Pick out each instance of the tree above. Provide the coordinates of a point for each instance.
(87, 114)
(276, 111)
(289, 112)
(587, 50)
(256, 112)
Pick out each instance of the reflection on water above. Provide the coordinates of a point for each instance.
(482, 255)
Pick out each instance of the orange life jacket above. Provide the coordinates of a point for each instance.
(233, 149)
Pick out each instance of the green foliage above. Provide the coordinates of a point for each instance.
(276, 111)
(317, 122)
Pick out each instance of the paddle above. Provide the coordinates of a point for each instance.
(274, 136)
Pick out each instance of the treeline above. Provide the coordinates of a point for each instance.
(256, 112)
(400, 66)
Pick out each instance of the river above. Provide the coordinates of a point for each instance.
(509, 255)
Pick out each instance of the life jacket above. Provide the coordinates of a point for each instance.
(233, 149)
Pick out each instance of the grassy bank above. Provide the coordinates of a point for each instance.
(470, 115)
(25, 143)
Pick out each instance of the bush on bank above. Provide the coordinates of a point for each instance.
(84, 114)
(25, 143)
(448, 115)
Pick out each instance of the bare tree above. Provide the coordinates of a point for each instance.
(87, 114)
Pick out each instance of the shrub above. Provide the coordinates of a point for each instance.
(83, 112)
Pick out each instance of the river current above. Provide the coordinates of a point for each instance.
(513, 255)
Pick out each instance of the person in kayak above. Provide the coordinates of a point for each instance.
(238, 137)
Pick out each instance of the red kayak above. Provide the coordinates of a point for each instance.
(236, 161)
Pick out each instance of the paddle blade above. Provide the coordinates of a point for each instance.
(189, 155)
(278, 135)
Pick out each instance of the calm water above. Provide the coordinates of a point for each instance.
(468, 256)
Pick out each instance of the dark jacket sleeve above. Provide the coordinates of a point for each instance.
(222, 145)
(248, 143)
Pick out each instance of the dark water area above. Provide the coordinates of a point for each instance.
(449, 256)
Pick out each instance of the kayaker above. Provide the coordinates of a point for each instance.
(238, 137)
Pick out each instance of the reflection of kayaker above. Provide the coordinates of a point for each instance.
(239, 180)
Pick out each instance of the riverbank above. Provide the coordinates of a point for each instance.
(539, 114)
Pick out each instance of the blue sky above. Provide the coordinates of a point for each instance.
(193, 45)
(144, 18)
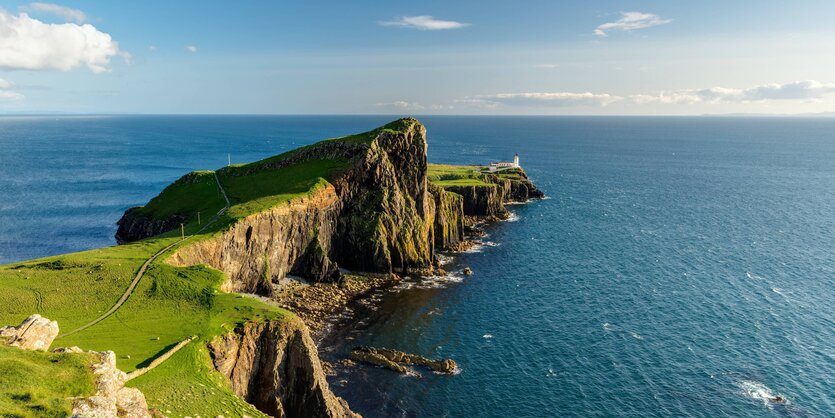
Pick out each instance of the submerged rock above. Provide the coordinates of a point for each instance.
(34, 333)
(395, 360)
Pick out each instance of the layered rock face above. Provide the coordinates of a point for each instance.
(377, 217)
(449, 219)
(291, 238)
(482, 201)
(274, 366)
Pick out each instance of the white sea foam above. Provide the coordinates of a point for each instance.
(444, 259)
(758, 391)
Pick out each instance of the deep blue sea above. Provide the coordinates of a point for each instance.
(680, 267)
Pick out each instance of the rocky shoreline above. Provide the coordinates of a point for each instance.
(376, 223)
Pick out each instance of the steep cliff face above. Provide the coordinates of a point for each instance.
(274, 366)
(449, 219)
(522, 189)
(482, 201)
(288, 239)
(389, 212)
(377, 216)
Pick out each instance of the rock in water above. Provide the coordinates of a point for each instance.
(394, 359)
(112, 398)
(34, 333)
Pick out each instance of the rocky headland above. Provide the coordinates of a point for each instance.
(365, 211)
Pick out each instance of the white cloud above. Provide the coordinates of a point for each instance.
(424, 23)
(796, 90)
(29, 44)
(70, 15)
(631, 21)
(551, 99)
(402, 105)
(5, 94)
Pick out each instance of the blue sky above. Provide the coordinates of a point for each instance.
(431, 57)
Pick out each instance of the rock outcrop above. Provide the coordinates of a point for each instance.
(378, 216)
(395, 360)
(34, 333)
(449, 219)
(112, 398)
(485, 201)
(274, 366)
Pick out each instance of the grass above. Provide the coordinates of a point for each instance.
(455, 175)
(39, 384)
(261, 190)
(194, 192)
(168, 305)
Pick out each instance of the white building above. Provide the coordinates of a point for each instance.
(504, 165)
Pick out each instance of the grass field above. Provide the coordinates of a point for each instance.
(36, 383)
(168, 305)
(262, 190)
(455, 175)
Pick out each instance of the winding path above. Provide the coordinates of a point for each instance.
(147, 263)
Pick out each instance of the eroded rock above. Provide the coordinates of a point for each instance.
(34, 333)
(112, 398)
(395, 360)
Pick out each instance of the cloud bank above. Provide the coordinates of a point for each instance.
(5, 94)
(424, 23)
(630, 21)
(68, 14)
(796, 90)
(29, 44)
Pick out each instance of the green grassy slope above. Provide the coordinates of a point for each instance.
(169, 303)
(35, 383)
(455, 175)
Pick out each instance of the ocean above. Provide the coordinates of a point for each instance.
(679, 266)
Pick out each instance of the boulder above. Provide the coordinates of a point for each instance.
(34, 333)
(112, 398)
(394, 359)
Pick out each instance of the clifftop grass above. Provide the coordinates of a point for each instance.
(456, 175)
(35, 383)
(169, 303)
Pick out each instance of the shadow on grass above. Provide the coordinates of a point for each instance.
(147, 362)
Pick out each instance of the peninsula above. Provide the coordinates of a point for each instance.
(207, 305)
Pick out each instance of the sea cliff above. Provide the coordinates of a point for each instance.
(307, 231)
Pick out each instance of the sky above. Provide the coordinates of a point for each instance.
(429, 57)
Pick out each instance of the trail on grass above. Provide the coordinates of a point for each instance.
(148, 262)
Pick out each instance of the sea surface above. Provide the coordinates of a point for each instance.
(678, 267)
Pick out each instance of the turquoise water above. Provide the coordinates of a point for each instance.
(681, 267)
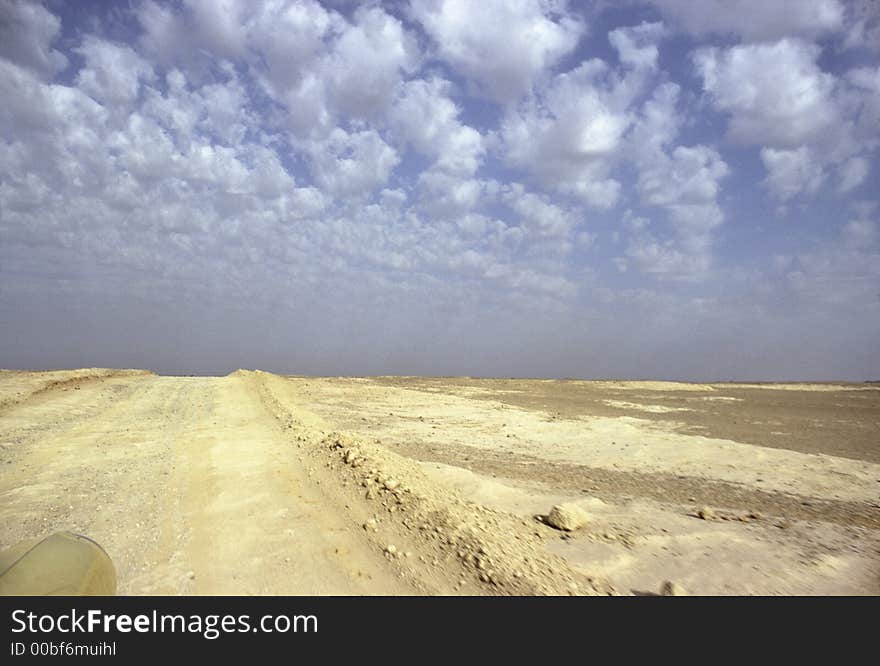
------------
Brief »
Locate every line in the records above that contains the word "life" and copy each of those lines in full.

Task response »
Pick out each instance of the orange life jacket above. Provide the coordinates of a point for each instance.
Pick out each instance of the life jacket above. Provide the coordinates of a point for each instance.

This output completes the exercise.